* **Brontekst**
-------

Mengelwerk.

Hoogstwenschelijk zou het derhalve zijn, dat alle onderwijzers hunne jeugdige helpers op die wijze onderwezen in de theorie van het practisch onderwijs, gelijk deze het deed. Zag hij, dat ze in het een of ander dwaalden, dan sprak hij er naderhand met hen over om de fout aan te wijzen en er de noodige verklaring van te geven. Was het noodig, dan gaf hij ook wel oogenblikkelijk onder het werk een wenk op de vriendelijkste wijze en zonder hun gezag te kwetsen.

-------

* **Opgave 1**
Beantwoord over de brontekst:
(a) In welke theorie onderwees de beschreven onderwijzer zijn jeugdige helpers?
(b) Wat deed hij naderhand als hij zag dat ze in iets dwaalden?
(c) Op welke wijze gaf hij, als het nodig was, onder het werk een wenk?
* **Opgave 2**
Geef het stuk uit de brontekst van "Mengelwerk." tot en met "gezag te kwetsen." letterlijk terug.
De volgende regels zijn afkomstig uit een andere bron.

* **Aangeleverde gegevens**

-------

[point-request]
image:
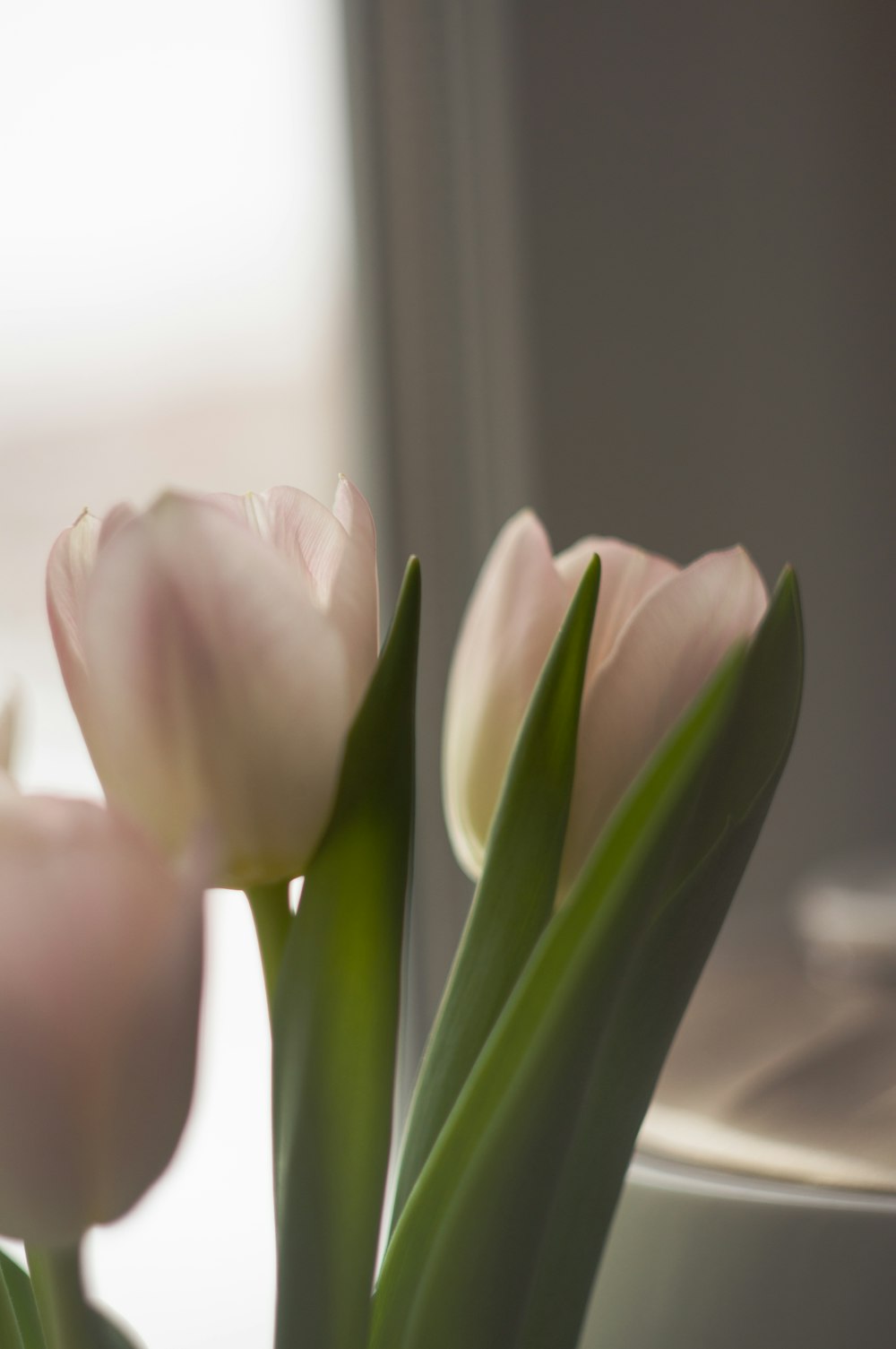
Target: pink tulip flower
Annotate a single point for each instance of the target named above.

-------

* **Antwoord 1**
(a) In de theorie van het practisch onderwijs.
(b) Hij sprak er met hen over om de fout aan te wijzen en er de nodige verklaring van te geven.
(c) Op de vriendelijkste wijze en zonder hun gezag te kwetsen.

* **Antwoord 2**
Mengelwerk.

Hoogstwenschelijk zou het derhalve zijn, dat alle onderwijzers hunne jeugdige helpers op die wijze onderwezen in de theorie van het practisch onderwijs, gelijk deze het deed. Zag hij, dat ze in het een of ander dwaalden, dan sprak hij er naderhand met hen over om de fout aan te wijzen en er de noodige verklaring van te geven. Was het noodig, dan gaf hij ook wel oogenblikkelijk onder het werk een wenk op de vriendelijkste wijze en zonder hun gezag te kwetsen.